The biosphere is a sensitive, open system and changes in one part of the system can be transferred — through space and time — to other parts of the system (e.g. most pollutants are extremely mobile through natural environmental cycles and flows). The integrity and survival of the whole system is more important than the preservation of component parts.
The environment has traditionally been seen as a public good, available in almost unlimited supply, and free for use (generally without restrictions) by all who desire to use it. It is an exploitable asset, to be carefully allocated among competing users. The environment offers both natural resources (which have some tangible, practical value — such as minerals and water) and non-utilitarian resources (which do not — such as landscape and wilderness). It has three main functions (Siebert et al, 1980):
(a) it serves as a public consumption good (e.g. air and landscape),
(b) it provides basic inputs for production processes (e.g. raw materials) and
(c) it is used as a receptor of wastes (e.g. air and water pollutants).

# Exercise details
Answer these questions about the environment text:
1. What is more important than the preservation of the biosphere's component parts?
2. What two kinds of resources does the environment offer?
3. What examples are given of the environment serving as a receptor of wastes?
These entries were drawn from a separate source.

(Lines of data)
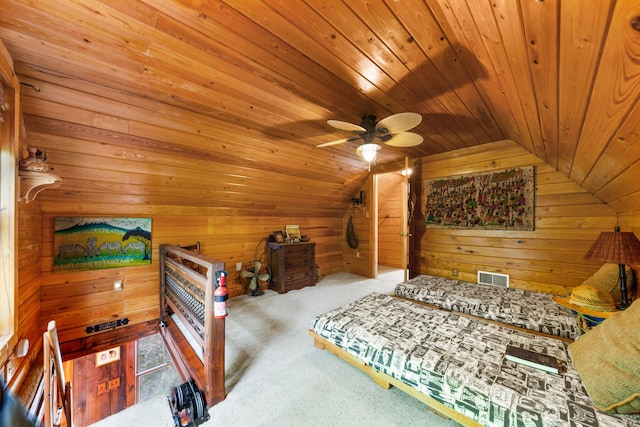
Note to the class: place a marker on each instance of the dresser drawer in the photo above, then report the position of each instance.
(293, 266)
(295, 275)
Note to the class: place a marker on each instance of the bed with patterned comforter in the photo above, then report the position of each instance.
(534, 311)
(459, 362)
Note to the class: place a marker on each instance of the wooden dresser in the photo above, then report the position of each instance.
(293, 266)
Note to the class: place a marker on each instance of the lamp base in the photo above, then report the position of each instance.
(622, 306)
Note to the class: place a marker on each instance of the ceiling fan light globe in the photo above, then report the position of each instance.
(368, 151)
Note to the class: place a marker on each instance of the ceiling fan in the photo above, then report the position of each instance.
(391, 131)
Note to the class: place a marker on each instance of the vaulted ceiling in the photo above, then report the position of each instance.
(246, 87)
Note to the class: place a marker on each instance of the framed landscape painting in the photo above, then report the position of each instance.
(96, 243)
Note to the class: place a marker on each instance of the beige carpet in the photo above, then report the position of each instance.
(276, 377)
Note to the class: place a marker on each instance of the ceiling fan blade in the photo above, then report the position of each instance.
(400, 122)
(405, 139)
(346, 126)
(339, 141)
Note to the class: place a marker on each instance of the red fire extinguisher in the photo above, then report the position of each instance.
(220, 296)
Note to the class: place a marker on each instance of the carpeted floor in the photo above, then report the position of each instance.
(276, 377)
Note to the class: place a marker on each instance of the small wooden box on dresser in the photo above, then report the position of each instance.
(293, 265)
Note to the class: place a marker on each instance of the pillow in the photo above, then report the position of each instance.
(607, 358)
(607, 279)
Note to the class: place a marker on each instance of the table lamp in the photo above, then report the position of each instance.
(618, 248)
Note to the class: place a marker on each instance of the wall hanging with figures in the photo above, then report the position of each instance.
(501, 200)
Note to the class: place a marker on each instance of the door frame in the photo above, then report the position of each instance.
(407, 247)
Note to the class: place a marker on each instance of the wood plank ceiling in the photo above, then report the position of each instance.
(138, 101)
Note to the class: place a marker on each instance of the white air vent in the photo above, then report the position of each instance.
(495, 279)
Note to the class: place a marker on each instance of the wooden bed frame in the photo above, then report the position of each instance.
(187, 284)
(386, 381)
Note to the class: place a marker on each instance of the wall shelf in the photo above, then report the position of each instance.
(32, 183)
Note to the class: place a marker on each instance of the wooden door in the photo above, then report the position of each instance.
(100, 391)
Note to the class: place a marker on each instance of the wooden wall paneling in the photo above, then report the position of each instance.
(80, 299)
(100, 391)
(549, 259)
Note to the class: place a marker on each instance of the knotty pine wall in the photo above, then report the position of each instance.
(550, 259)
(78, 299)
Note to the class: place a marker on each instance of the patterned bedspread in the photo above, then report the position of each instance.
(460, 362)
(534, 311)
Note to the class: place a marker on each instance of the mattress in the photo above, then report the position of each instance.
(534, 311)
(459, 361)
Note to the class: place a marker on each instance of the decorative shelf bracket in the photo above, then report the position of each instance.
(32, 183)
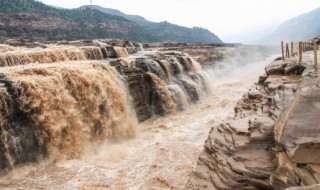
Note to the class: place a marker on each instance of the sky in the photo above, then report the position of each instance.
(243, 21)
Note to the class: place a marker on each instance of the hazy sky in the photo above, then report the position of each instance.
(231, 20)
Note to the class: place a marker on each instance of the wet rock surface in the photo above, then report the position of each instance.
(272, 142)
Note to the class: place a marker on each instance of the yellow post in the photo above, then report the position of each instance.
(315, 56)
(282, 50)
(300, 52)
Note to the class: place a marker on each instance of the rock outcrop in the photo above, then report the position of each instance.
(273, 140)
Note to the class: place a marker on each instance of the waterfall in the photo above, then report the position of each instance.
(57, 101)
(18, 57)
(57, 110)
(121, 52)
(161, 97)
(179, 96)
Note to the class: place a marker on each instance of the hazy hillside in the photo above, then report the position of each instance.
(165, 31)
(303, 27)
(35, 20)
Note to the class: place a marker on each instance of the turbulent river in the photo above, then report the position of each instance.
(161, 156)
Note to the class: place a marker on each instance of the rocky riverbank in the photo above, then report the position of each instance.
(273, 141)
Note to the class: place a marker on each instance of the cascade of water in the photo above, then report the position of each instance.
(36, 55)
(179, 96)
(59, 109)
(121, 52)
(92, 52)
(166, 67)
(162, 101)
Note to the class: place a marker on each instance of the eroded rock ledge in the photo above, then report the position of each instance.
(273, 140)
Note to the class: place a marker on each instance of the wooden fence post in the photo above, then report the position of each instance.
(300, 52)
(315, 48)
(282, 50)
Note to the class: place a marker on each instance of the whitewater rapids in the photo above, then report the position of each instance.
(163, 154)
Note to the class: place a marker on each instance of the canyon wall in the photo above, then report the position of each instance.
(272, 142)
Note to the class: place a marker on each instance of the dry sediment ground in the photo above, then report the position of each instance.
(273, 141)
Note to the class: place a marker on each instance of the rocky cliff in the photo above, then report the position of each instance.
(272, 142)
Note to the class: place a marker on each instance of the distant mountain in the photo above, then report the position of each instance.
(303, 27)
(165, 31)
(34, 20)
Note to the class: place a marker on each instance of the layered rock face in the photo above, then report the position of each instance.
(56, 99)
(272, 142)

--

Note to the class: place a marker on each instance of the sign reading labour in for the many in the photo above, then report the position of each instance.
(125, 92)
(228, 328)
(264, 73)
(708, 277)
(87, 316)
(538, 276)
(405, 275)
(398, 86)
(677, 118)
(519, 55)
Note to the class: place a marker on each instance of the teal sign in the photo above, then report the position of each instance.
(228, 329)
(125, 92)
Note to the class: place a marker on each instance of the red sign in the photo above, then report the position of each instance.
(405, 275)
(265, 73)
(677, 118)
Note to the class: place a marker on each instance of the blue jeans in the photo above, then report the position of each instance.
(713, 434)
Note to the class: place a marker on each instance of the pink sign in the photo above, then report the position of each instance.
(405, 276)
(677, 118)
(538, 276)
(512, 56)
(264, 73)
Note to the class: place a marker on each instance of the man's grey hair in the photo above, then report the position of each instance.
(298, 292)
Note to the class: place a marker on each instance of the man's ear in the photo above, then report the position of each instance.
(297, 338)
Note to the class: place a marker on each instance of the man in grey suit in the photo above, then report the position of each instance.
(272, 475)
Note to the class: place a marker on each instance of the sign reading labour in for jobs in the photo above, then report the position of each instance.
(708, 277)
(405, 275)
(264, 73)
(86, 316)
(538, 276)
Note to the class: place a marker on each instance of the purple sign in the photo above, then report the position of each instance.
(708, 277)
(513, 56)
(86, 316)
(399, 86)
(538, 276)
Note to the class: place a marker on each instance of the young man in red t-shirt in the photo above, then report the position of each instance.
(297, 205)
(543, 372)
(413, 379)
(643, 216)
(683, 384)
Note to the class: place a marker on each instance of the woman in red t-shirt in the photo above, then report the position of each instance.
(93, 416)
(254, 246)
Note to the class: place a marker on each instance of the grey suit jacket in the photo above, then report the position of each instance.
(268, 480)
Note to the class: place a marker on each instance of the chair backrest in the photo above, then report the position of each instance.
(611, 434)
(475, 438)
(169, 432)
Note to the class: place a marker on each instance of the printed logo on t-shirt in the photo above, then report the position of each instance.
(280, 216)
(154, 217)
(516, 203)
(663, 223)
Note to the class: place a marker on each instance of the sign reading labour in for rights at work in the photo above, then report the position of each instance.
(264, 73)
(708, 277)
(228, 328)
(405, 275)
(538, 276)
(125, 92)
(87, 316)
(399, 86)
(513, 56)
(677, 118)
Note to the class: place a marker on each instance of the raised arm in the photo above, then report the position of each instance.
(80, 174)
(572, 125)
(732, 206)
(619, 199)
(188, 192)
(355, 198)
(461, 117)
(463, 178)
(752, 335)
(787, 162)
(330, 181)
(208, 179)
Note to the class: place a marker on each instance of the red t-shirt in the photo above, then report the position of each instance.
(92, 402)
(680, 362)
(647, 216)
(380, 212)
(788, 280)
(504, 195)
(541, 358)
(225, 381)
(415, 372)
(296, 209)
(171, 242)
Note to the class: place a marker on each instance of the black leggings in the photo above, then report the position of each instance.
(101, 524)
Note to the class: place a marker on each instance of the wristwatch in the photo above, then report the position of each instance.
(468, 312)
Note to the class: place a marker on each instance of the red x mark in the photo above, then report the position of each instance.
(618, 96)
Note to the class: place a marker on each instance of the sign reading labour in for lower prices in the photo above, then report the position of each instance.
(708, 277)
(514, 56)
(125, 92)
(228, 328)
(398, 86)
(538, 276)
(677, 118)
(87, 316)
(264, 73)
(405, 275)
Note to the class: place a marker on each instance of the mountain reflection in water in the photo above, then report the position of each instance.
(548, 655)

--

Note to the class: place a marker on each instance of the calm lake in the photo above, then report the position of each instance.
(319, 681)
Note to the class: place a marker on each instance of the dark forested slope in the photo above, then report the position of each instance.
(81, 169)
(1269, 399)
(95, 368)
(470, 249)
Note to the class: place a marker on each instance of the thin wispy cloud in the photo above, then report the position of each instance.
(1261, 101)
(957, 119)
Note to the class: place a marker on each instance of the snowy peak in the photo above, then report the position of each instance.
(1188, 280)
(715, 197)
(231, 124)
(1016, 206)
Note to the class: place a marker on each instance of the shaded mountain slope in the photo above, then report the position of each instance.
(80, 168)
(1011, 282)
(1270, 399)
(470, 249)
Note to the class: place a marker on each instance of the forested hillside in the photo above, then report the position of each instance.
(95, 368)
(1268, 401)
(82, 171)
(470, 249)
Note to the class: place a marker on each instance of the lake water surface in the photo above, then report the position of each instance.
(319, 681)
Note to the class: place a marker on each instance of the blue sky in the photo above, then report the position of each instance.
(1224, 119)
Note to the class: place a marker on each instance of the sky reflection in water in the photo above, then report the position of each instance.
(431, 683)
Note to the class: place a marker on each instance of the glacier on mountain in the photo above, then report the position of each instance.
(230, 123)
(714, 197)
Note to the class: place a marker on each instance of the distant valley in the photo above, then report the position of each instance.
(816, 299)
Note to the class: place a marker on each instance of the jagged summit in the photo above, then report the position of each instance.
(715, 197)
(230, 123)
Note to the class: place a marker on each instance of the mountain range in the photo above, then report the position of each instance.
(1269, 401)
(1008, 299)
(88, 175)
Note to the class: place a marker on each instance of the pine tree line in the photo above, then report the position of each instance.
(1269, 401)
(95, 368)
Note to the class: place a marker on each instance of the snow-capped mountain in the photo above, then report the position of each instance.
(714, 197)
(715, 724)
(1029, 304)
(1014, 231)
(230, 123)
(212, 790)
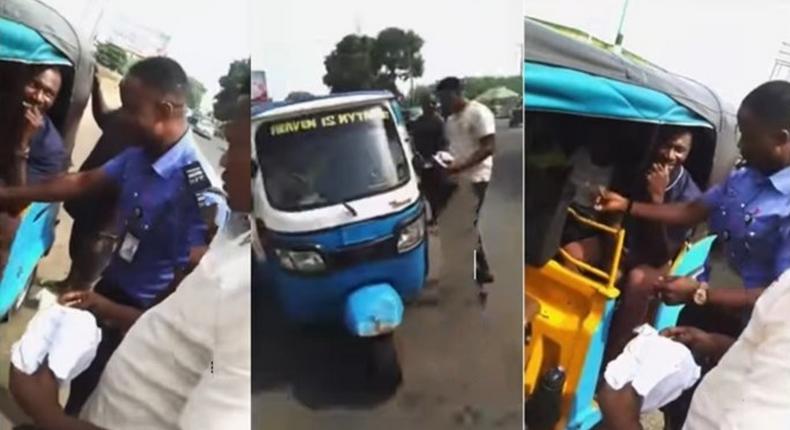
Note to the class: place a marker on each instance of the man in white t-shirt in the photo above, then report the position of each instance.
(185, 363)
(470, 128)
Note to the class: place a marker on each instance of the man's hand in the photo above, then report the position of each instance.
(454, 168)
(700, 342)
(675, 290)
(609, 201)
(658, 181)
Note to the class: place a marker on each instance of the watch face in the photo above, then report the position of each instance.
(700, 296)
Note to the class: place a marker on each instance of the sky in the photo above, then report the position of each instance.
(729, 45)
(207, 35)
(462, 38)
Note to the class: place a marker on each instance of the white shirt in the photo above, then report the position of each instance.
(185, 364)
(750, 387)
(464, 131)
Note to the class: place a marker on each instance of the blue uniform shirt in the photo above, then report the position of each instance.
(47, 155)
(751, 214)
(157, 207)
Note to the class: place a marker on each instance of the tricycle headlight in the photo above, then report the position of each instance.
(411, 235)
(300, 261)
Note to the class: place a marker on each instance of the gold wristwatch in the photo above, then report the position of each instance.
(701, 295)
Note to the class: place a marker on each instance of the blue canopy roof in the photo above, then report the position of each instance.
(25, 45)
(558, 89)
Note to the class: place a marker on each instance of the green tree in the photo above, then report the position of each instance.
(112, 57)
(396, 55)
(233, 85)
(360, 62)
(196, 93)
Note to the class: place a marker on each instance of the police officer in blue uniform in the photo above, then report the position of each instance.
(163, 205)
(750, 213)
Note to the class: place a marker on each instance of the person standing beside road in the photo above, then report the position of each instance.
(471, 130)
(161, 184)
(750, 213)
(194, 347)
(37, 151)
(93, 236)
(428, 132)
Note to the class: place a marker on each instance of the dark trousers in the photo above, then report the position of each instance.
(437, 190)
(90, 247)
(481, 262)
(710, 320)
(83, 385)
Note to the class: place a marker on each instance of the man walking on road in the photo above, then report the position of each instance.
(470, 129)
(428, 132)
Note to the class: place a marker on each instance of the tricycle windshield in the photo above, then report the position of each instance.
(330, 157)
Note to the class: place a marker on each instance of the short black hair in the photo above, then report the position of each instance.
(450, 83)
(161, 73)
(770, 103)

# Result for this exercise
1. The integrity and survival of the whole system.
2. Natural resources and non-utilitarian resources.
3. Air and water pollutants.